━━ Supplied material

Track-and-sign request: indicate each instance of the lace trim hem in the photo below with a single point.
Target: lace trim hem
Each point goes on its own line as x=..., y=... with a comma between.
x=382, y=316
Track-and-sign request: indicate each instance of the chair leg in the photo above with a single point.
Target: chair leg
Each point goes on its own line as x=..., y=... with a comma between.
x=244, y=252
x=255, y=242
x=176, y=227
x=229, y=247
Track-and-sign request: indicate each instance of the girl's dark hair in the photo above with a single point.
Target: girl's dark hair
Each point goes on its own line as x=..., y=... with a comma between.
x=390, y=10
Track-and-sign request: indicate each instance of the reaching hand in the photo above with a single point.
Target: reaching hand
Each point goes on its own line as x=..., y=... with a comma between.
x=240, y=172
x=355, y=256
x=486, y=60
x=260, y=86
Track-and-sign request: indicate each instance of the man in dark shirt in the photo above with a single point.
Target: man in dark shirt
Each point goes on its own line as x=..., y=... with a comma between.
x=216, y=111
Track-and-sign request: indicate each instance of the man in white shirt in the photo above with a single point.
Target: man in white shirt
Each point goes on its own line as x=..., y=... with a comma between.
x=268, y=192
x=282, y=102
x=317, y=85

━━━━
━━ Supplied material

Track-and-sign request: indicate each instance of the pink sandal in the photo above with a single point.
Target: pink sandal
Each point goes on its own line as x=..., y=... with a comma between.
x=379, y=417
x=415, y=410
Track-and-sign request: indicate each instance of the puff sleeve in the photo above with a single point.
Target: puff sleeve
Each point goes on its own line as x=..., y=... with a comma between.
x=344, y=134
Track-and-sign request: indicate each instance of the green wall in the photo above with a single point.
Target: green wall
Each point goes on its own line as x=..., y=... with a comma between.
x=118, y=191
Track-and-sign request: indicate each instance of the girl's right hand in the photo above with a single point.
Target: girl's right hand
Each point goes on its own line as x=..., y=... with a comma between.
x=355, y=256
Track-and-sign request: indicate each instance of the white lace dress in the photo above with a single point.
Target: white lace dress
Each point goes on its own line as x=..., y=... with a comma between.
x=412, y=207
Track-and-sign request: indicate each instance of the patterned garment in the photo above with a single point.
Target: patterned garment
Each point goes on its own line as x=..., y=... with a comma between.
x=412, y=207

━━━━

## Task objective
Lay out as a Markdown table the lines of the items above, starting with the line containing "Track-and-sign request: indicate each instance of the reaching" and going on through the line containing "x=317, y=85", both included, with blank lines left out. Use two columns, Row and Line.

## Exercise answer
| Row | Line |
|---|---|
| 1 | Track-and-sign request: indicate each instance of the reaching hand in the photo above with a single point. |
| 2 | Target: reaching hand |
| 3 | Each point goes on its own line as x=..., y=... with a comma between. |
| 4 | x=240, y=172 |
| 5 | x=355, y=256 |
| 6 | x=486, y=60 |
| 7 | x=260, y=86 |
| 8 | Track-and-sign request: indicate each instance of the man in dark shirt in the photo above with a single point. |
| 9 | Target: man in dark shirt |
| 10 | Each point goes on its own line as x=..., y=... with a comma between. |
| 11 | x=216, y=111 |
| 12 | Track-and-sign request: indicate each instance of the man in white shirt in the photo above with a single point. |
| 13 | Target: man in white shirt |
| 14 | Each point goes on its own line as x=..., y=... with a comma between. |
| 15 | x=268, y=192 |
| 16 | x=282, y=102 |
| 17 | x=317, y=85 |